Task description>
Could you print the data below verbatim, every line in its original order?

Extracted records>

<<<<

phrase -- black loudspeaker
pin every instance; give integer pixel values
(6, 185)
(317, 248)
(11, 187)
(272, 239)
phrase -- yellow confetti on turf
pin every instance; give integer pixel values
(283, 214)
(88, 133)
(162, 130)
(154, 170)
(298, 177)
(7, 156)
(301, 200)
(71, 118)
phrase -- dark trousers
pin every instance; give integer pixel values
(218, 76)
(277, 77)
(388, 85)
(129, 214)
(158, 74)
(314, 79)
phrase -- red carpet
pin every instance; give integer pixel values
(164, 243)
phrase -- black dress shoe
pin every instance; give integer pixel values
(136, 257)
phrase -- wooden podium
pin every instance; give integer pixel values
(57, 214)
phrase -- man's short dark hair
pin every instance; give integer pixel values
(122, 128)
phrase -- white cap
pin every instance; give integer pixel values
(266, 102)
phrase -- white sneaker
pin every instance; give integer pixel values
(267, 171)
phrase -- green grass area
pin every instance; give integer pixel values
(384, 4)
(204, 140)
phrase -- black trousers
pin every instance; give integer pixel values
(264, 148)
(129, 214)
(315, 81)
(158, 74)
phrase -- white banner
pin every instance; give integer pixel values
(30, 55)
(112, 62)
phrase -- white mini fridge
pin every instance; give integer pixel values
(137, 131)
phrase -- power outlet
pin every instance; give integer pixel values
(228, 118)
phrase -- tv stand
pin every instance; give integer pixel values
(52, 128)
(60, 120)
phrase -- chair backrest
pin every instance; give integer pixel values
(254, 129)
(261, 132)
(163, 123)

>>>>

Full solution>
phrase -- black loudspeaker
pin every instance; give integer pixel values
(6, 185)
(317, 248)
(11, 187)
(272, 239)
phrase -- yellow confetti on turf
pin every instance; give integer pixel values
(283, 214)
(88, 133)
(162, 130)
(154, 170)
(298, 177)
(7, 156)
(301, 200)
(71, 118)
phrase -- dark trousers
pin every instance; give integer pixel values
(218, 76)
(277, 77)
(388, 85)
(129, 214)
(158, 74)
(314, 79)
phrase -- red carpet
pin every instance; give integer pixel values
(164, 243)
phrase -- black dress shoe
pin every instance; give integer pixel values
(136, 257)
phrase -- wooden podium
pin every instance; give integer pixel values
(57, 214)
phrase -- man's short dark hair
pin every instance; give integer pixel values
(122, 128)
phrase -- white cap
pin every instance; give integer pixel values
(266, 102)
phrase -- white sneaker
pin every instance; give integer pixel values
(267, 171)
phrase -- green grass area
pin every instance; give integer pixel values
(384, 4)
(204, 140)
phrase -- black trousers
pin every instance; give integer pixel values
(264, 148)
(129, 214)
(315, 81)
(158, 74)
phrase -- white banner
pin every instance; give integer pixel values
(30, 55)
(112, 62)
phrase -- white mini fridge
pin every instance; give integer pixel values
(137, 131)
phrase -- power outlet
pin every instance; give integer pixel values
(228, 118)
phrase -- tv stand
pin every instance; give integer pixel values
(52, 128)
(60, 120)
phrase -- chair backrest
pin every instance; give integer pixel values
(254, 129)
(261, 132)
(163, 123)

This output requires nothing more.